Texte affiché —
Bien qu’il ait écrit des articles sur la race aryenne,
on ne saurait le qualifier de raciste au sens usuel du terme de nos jours. En
effet, le concept de race ne lui plaisait guère, parce qu’il ne traduisait pas
exactement sa pensée, et il proposa de lui substituer celui d’ethnie. À son
point de vue, la décadence aurait son origine « dans la plus rapide
destruction des plus parfaits » ou encore dans le fait que les eugéniques
sont submergés au cours du processus de sélection sociale par la masse des
faibles et des médiocres, par les dysgéniques. Il met en cause les guerres qui
fauchent les meilleurs, la politique qui favorise la masse du commun, la
religion qui interdit par le célibat à de nombreux eugéniques de se reproduire,
etc.
C’est donc dans ses écrits de la fin de sa vie, en
particulier dans un article au titre significatif, Dies irae, la fin du
monde civilisé qu’il s’exprimera le plus clairement sur la décadence à venir :
« Les temps derniers verront les hommes affranchis de toute civilisation,
rendus à la liberté élémentaire, nicher dans les cavernes, emprunter leurs
pardessus aux hommes de la forêt, s’inviter au repas des sangliers et des
loups. Il ne se verra plus qu’une inégalité entre les hommes, une seule :
l’inégalité de celui qui est à la broche et de celui qui la tourne. »

Consigne écrite 1 — Réécrivez sous forme de liste le paragraphe du texte affiché qui commence par « Bien qu'il ait écrit », en conservant ses faits principaux.
Consigne écrite 2 —
Répondez aux questions suivantes à partir du texte affiché :
(a) Par quel concept proposa-t-il de remplacer celui de race ?
(b) Quel est le titre de l'article de la fin de sa vie que cite le texte ?
(c) D'après la citation finale, quelle est la seule inégalité qui subsistera entre les hommes ?

[Enregistrements d'annotation de position]

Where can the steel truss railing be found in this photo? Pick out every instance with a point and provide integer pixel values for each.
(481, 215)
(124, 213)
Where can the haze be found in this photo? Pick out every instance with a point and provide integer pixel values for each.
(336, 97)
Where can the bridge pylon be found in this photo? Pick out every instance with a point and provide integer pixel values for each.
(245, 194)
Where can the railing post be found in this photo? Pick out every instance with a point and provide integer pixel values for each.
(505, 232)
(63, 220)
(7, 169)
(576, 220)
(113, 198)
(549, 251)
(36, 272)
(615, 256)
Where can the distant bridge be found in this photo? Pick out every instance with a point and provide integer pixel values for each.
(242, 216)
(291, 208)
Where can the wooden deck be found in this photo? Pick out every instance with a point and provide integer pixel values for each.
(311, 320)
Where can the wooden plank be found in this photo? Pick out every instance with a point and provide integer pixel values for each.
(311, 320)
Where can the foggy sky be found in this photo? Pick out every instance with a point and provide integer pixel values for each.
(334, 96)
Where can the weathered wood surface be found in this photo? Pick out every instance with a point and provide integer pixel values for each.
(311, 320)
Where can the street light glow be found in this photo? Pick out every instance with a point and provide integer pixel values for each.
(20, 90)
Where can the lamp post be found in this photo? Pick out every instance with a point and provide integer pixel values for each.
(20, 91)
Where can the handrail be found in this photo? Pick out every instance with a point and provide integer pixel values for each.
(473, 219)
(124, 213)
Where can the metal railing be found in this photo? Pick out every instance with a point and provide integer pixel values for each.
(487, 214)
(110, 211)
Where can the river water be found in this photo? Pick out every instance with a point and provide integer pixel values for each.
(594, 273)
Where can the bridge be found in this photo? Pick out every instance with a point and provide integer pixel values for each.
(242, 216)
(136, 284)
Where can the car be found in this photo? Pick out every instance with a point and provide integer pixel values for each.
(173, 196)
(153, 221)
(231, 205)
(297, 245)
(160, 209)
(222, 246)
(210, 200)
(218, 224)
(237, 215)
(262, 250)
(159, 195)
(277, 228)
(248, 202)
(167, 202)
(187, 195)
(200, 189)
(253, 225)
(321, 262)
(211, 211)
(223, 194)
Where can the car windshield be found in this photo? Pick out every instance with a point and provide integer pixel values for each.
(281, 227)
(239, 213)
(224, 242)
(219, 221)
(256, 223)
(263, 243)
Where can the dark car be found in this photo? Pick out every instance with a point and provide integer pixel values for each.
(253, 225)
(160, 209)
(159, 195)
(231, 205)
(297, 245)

Corrigé 1 —
- Il a écrit des articles sur la race aryenne, mais on ne saurait le qualifier de raciste au sens usuel actuel.
- Le concept de race lui déplaisait parce qu'il ne traduisait pas exactement sa pensée. Il proposa de le remplacer par celui d'ethnie.
- Selon lui, la décadence viendrait de la destruction plus rapide des plus parfaits. Elle viendrait aussi de la submersion des eugéniques, au cours de la sélection sociale, par la masse des faibles et des médiocres, les dysgéniques.
- Il met en cause les guerres qui fauchent les meilleurs, la politique qui favorise la masse du commun et la religion qui, par le célibat, empêche de nombreux eugéniques de se reproduire.

Corrigé 2 —
(a) Par le concept d'ethnie.
(b) Dies irae, la fin du monde civilisé.
(c) L'inégalité de celui qui est à la broche et de celui qui la tourne.